--- start RECORDS ---

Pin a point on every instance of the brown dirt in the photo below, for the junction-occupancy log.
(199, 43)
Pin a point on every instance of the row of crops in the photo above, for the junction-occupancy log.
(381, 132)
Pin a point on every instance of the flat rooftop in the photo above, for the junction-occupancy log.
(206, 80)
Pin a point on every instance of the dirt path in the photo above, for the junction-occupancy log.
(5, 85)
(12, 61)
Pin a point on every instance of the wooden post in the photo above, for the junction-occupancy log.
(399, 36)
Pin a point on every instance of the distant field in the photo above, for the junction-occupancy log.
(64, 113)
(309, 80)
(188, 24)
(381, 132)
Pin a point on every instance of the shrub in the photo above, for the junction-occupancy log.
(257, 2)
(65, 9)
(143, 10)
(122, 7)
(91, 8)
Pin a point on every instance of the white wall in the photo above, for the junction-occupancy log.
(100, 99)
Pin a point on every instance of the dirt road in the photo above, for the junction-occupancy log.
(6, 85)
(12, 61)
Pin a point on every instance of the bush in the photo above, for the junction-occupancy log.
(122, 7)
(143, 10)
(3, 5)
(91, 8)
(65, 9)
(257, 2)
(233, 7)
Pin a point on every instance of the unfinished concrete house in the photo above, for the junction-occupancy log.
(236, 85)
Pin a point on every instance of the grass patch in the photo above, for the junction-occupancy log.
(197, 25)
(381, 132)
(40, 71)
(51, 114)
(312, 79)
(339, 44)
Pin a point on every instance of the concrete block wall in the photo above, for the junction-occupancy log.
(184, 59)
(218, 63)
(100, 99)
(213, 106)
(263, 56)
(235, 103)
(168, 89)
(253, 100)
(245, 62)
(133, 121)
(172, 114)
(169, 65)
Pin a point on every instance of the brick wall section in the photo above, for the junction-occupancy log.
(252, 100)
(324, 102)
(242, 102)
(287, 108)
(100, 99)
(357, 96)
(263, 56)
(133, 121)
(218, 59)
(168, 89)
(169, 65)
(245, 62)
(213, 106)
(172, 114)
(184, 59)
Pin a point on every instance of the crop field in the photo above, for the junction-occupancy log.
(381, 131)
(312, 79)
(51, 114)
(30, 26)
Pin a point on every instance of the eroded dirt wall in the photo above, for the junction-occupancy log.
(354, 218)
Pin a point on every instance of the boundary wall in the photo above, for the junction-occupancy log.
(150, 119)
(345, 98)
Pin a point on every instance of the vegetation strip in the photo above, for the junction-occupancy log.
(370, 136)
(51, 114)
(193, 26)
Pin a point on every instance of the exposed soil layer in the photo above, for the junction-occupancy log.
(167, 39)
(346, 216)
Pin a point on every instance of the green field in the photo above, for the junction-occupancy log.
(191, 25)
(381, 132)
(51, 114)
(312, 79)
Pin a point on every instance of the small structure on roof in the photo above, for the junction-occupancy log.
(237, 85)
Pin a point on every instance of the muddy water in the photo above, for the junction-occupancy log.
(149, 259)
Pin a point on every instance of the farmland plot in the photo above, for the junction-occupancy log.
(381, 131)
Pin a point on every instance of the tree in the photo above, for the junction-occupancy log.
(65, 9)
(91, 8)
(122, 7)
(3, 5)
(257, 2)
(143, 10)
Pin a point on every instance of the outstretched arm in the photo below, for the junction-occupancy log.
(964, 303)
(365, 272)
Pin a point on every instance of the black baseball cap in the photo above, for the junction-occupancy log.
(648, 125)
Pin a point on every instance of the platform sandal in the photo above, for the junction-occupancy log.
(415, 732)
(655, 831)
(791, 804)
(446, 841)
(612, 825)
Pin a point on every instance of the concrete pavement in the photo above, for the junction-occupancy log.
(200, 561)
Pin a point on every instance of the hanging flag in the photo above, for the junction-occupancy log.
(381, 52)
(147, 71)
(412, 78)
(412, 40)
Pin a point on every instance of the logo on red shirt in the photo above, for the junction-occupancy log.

--- end RECORDS ---

STATED GOAL:
Rewrite the material from the line with "Pin a point on every instance of the concrete pavement" through the end of the material, keeping every request line. Multiply each coordinate in the answers by 2.55 and round to a whole number, with halves rounding up.

COMPLETE ANSWER:
Pin a point on every instance of the concrete pavement in the photo above, for the junction-occupancy log.
(510, 1431)
Pin a point on every instance of the hanging flag in the photo above, for the junction-occupancy log.
(972, 133)
(375, 181)
(1051, 199)
(1051, 102)
Pin a point on every instance of the logo on red shirt in the photo above, for the junction-occupancy log.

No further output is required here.